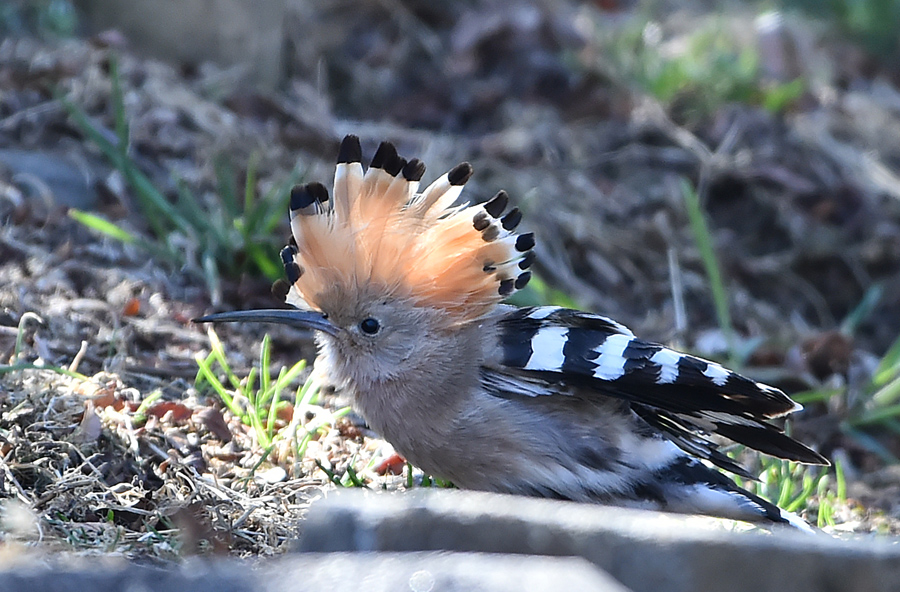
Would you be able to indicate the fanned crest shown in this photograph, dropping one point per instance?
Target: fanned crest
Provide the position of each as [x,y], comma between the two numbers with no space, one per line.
[378,232]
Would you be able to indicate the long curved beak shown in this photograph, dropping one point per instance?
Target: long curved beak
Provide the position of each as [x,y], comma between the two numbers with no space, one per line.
[303,319]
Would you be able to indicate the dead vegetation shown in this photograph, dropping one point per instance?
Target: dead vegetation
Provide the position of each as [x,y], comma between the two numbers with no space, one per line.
[802,196]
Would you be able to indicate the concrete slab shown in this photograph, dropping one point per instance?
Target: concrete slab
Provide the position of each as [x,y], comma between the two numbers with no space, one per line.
[646,551]
[371,572]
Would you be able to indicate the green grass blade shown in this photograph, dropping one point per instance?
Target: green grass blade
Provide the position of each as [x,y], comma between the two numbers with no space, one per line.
[704,242]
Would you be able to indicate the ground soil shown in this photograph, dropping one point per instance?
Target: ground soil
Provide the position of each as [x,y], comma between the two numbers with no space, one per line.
[803,206]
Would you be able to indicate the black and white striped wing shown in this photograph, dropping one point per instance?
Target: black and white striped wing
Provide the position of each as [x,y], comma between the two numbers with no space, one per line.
[551,351]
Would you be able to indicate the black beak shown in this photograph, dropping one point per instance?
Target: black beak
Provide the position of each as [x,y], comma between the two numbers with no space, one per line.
[303,319]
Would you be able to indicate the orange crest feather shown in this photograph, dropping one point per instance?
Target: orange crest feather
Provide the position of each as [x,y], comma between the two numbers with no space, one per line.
[380,233]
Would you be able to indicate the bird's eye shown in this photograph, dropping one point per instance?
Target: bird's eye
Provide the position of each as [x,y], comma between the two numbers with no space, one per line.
[369,326]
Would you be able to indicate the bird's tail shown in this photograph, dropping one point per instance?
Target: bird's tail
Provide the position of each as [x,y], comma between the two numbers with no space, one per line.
[692,487]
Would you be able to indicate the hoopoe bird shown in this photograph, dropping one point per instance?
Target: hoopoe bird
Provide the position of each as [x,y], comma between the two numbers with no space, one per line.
[404,290]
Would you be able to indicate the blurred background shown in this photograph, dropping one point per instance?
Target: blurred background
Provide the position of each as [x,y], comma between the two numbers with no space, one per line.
[723,176]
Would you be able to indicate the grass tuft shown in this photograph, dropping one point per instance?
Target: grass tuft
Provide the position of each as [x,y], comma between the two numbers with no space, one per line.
[236,235]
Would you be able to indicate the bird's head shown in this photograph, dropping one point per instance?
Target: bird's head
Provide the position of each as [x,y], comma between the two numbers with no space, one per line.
[381,269]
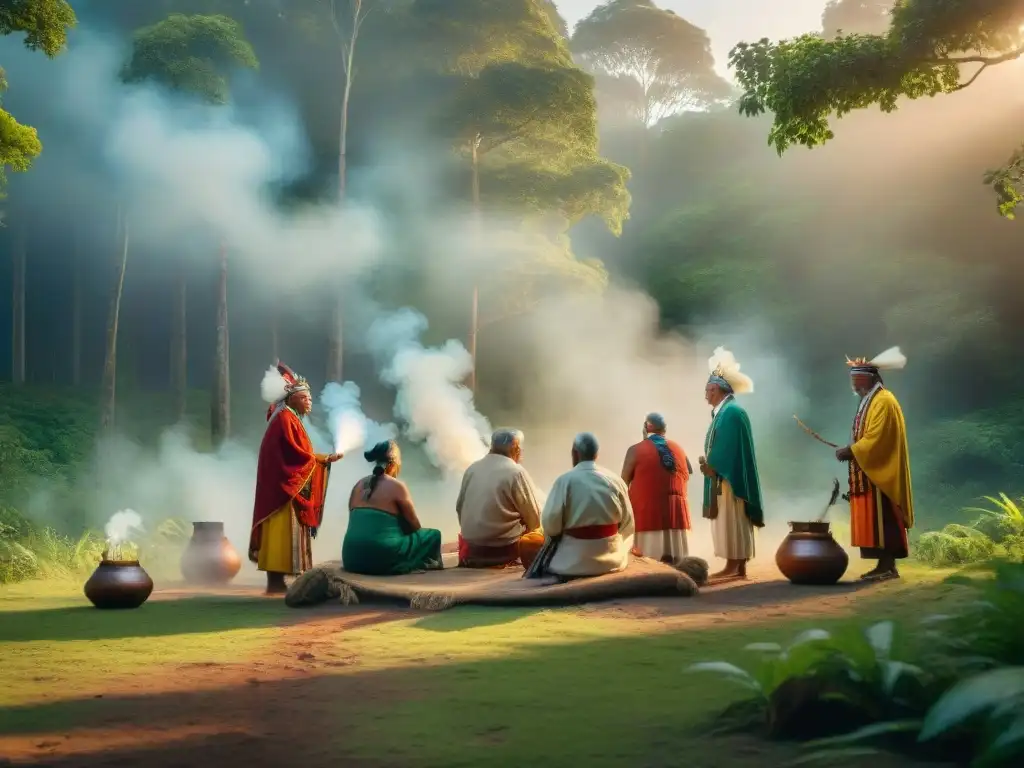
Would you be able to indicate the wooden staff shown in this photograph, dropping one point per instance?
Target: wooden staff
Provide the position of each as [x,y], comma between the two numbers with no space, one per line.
[813,434]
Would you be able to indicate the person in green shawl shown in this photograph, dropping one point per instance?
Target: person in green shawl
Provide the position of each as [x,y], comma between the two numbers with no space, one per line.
[384,536]
[732,489]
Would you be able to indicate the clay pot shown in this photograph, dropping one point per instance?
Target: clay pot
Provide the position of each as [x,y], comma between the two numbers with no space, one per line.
[119,584]
[210,559]
[810,555]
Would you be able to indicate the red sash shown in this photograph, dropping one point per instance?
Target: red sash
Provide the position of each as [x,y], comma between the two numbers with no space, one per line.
[592,532]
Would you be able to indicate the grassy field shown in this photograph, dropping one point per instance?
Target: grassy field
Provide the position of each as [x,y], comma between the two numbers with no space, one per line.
[598,686]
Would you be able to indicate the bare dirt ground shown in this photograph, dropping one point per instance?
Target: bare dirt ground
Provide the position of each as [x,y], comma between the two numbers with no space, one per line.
[287,706]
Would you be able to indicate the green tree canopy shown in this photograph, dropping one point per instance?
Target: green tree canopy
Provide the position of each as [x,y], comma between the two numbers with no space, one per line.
[930,47]
[45,25]
[648,59]
[194,54]
[520,112]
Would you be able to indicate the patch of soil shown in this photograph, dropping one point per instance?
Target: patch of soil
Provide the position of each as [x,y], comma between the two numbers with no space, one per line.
[287,706]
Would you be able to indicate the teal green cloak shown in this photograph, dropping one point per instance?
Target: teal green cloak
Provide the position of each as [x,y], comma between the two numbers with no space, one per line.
[729,449]
[376,544]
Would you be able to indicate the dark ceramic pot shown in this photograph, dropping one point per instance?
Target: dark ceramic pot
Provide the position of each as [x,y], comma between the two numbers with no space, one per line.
[810,554]
[210,559]
[119,584]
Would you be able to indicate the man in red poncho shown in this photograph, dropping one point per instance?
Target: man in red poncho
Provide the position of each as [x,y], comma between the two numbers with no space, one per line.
[291,482]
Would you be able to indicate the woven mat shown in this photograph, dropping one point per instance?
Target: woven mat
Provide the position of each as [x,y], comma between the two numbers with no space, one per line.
[438,590]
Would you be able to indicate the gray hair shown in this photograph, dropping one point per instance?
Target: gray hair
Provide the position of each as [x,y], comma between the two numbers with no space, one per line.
[504,440]
[586,445]
[656,422]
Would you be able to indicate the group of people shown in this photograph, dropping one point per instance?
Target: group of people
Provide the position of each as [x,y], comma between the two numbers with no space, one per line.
[593,519]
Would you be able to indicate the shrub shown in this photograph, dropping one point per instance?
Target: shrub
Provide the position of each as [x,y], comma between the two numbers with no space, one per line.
[822,683]
[954,545]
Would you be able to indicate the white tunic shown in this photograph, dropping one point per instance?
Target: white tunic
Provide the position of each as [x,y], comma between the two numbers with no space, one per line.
[731,531]
[589,495]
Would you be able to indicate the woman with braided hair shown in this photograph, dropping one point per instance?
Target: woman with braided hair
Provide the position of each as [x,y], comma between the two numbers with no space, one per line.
[384,536]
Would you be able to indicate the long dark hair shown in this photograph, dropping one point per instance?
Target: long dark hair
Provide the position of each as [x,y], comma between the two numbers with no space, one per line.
[383,456]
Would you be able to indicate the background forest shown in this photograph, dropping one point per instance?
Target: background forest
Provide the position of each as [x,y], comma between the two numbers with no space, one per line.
[302,164]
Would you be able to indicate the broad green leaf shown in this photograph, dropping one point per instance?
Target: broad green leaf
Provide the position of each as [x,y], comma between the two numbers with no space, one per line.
[881,638]
[972,696]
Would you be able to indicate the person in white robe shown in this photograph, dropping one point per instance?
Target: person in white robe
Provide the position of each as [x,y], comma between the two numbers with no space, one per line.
[588,517]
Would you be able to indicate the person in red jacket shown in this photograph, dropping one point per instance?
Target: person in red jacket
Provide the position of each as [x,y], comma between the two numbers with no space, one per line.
[656,471]
[291,482]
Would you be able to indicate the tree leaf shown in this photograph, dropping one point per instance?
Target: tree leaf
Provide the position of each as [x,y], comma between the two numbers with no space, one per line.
[972,696]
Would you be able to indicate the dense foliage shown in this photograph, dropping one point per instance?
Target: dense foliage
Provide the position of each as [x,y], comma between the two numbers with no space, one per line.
[870,241]
[952,689]
[931,47]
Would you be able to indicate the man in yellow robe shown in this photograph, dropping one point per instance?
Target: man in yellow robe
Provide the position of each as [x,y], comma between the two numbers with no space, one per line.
[881,498]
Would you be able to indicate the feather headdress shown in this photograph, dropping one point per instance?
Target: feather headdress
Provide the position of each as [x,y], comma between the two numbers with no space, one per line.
[279,383]
[891,359]
[725,372]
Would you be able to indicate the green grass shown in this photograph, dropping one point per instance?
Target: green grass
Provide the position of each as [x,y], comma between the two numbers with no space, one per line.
[464,687]
[55,645]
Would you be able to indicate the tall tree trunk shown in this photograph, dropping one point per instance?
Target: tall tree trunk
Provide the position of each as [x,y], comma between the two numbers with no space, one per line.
[335,344]
[109,404]
[17,304]
[221,416]
[76,312]
[179,349]
[474,321]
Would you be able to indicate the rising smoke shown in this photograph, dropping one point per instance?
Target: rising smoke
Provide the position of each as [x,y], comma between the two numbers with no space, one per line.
[595,363]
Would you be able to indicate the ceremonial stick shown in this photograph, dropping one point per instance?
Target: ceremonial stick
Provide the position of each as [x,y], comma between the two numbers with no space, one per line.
[813,434]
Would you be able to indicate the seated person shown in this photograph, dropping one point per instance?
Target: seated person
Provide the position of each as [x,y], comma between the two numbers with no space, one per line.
[498,512]
[384,536]
[588,519]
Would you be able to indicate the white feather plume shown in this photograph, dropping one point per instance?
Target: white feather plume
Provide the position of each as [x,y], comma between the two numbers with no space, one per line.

Instructions to follow »
Print exactly the lines above, starting at the line that contains "Would you be able to indicate the green grass shown" and ending with the last line of the records, both included.

Answer »
Would you be able to indicate the green grass shown in this photograph, dropping one point per instance?
Target: green grass
Provide the position of each as [x,y], comma between the two numbers with no space, one per line.
[464,687]
[55,645]
Would you be able to indicate the tall tree trunk shown in this photograph, dropping one point per instance?
Target: tall tree trunk
Provide the position of each as [x,y], comma between the two numbers with no space, one per line.
[335,344]
[109,404]
[17,304]
[221,416]
[76,312]
[179,349]
[474,321]
Would you be able to indicate the rising smoke shown in this photograph, dropping one point per instance?
Target: rising smoke
Provide the position of each as [x,y], comma between the two numbers with no space, one per line.
[595,363]
Would you be able to indicate the ceremonial stick shown in this photograph, dropping one point per instance?
Target: ceremonial stick
Provide the position of each as [x,y], comma between the two numbers with no space, one per line.
[813,434]
Would you be able to indicate the seated person shown in this photograph, dropping one point per instance?
Target: seated person
Provide the position of each as [x,y], comma between the two numbers with no space, one per line.
[498,512]
[384,536]
[588,519]
Would you be able to indicate the white feather plume shown in this photograph, dropping one point per instance?
Target: white feather plume
Provide the position of each as [x,y], comma between the two numbers with no space, one per line.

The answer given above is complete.